- [What to work on]:
From the passage on the gases in the human body, extract the section from "Even bulkier, though" up to and including "58 cubic feet.", copied word for word.

Far and away the most important element in flesh and bone is oxygen, and the bulk of that energetic gas which remains tranquilly compressed within us is something marvellous. In a ten-stone-ten man the weight of oxygen is no less than 106 lbs., and the natural bulk of it, if it were set free, would be equal to a beam of wood one foot square and 1,191 feet—nearly a quarter of a mile—long, or several hundred times the bulk of the body itself. Measured by the gallon it would fill 202 36-gallon barrels.
Even bulkier, though lighter, is the constituent hydrogen. Every man's body contains sufficient of this lightest of all substances to inflate a balloon that would lift himself, balloon, and tackle. In the ten-stone-ten man, for instance, the bulk of hydrogen is over 2,400 cubic feet—equal to the cubic space of a room ten feet high and 15½ feet square, and the weight of it is a trifle short of 13½ lbs.
Of that inexplicable gas, nitrogen, there is about half an ounce to each pound of body weight, or, approximately, 4½ lbs. altogether, in a 150 lb. man. It is about twenty times the bulk of the body, and by no means likes being cramped up in a space of a few cubic inches. This is the most inert gas known. Its bulk in the body is 58 cubic feet.
The reason it is said to be lifeless is that it hates every other element in the world; and, while oxygen, hydrogen, carbon, and the other things, like the Continental Powers, cannot live alone, nitrogen, like England, will not, if it can possibly avoid it, live in company. From this trait arises not only all the action of the human brain and the strength of the muscles, but the terrible force of all the great explosives. While individually without any energy whatever, when it does chance to enter into union with other things nitrogen becomes the most energetic substance in existence.
The great explosive force of nitroglycerine is due to azote. One of the most frightful explosives known is chloride of nitrogen, which goes off if the sun shines on it, or if a leaf touches it; and, in the human body, it is the breaking down of nitrogen compounds which actually constitutes life. Nothing can be alive without nitrogen, itself the type of death.

- [Extracted entries]:
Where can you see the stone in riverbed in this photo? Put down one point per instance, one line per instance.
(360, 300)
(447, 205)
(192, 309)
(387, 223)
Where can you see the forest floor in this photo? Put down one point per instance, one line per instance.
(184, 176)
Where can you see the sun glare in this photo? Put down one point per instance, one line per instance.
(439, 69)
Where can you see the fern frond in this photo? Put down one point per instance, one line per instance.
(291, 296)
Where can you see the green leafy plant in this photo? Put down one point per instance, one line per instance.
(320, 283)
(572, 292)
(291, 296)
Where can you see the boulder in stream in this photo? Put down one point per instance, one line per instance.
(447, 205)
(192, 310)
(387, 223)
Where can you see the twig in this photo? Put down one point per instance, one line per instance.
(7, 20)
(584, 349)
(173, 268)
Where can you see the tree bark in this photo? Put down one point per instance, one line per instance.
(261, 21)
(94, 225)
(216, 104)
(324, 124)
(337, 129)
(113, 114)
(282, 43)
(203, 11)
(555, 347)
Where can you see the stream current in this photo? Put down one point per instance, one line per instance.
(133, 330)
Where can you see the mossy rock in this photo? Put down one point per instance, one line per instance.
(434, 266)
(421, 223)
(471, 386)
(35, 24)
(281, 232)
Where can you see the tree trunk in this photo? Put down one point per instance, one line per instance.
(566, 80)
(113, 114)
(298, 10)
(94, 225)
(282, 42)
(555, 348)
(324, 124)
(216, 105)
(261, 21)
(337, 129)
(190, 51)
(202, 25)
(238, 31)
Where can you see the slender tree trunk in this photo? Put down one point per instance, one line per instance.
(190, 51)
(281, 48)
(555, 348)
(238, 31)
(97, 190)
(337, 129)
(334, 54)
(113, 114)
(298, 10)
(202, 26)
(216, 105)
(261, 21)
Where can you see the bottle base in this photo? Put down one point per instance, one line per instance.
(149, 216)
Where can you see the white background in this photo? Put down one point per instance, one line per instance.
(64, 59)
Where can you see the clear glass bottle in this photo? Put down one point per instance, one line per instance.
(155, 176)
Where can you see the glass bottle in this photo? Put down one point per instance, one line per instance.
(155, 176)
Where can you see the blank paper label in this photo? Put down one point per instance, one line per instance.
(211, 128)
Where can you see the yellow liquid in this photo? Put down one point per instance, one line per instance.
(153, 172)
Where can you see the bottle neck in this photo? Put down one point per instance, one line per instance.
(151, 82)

- [Written solution]:
Even bulkier, though lighter, is the constituent hydrogen. Every man's body contains sufficient of this lightest of all substances to inflate a balloon that would lift himself, balloon, and tackle. In the ten-stone-ten man, for instance, the bulk of hydrogen is over 2,400 cubic feet—equal to the cubic space of a room ten feet high and 15½ feet square, and the weight of it is a trifle short of 13½ lbs.
Of that inexplicable gas, nitrogen, there is about half an ounce to each pound of body weight, or, approximately, 4½ lbs. altogether, in a 150 lb. man. It is about twenty times the bulk of the body, and by no means likes being cramped up in a space of a few cubic inches. This is the most inert gas known. Its bulk in the body is 58 cubic feet.